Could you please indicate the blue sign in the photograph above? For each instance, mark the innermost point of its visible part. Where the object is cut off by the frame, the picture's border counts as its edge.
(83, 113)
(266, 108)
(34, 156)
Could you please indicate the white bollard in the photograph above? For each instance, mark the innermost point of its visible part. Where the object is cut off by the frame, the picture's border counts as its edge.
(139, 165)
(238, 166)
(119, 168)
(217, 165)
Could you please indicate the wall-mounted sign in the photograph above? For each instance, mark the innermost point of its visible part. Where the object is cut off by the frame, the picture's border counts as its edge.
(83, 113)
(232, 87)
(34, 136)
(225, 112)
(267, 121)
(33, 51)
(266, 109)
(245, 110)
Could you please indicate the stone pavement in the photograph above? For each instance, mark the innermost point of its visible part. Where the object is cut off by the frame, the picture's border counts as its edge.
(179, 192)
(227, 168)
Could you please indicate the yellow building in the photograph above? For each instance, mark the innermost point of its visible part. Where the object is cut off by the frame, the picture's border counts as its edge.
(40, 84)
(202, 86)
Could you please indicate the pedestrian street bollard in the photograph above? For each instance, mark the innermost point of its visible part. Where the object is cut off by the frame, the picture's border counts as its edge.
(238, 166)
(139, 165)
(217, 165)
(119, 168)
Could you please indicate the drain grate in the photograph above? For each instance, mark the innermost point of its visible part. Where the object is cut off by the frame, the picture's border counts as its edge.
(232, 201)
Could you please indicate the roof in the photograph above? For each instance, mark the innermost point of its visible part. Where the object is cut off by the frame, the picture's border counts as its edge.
+===+
## Directions
Can you rewrite all the rows above with "innermost point" changed to "most interior point" and nothing else altered?

## Finished exercise
Could you please indicate the blue sign in the photograph above? For each instance, mark the most interior point of its visible part. Where the object is cut off by the frame, the picture's border counts as its edge.
(83, 113)
(266, 108)
(34, 156)
Could you please indicate the white bollard in the photograph above? For each instance, mark the most interior point of its visible part. Where the object is cut off by the frame, the picture's border counts as its edge.
(139, 165)
(238, 166)
(119, 168)
(217, 165)
Could you please indicate the wall-mounted sign in the photograph above? For each instance, mark the most interior point of its visible part. Where the object is cut off by the frame, the picture's border counts as its edge.
(83, 113)
(232, 87)
(34, 136)
(225, 112)
(267, 121)
(33, 51)
(266, 109)
(245, 110)
Could you please indicate the stone pavement in the photograph above? For each instance, mark the most interior point of its visible part. Where the object is cut off by the frame, the picture's border counts as its edge.
(179, 192)
(227, 168)
Could you please indicate the yellow building in the photograph above? For each instance, mark the most interior point of its visible part. Where the object is cut off by the frame, the picture's border counts as its edge.
(40, 84)
(202, 86)
Could you please indicate the pedestrian street bollard in the photograph above? For each instance, mark the most interior point of its visible part. Where the object is cut off by the frame, the picture's border counts as its edge.
(238, 166)
(139, 165)
(217, 165)
(119, 168)
Could you please indicate the drain grate in the photograph above? For each instance, mark the most interior point of its visible part. Where the object is cut off by the frame, the picture's border counts as its edge.
(232, 201)
Could you please indicate the roof in the photograph above? For each instance, mark the most interior point of its visible part. Where the object is cut off by the frame, the picture's border counts as its edge.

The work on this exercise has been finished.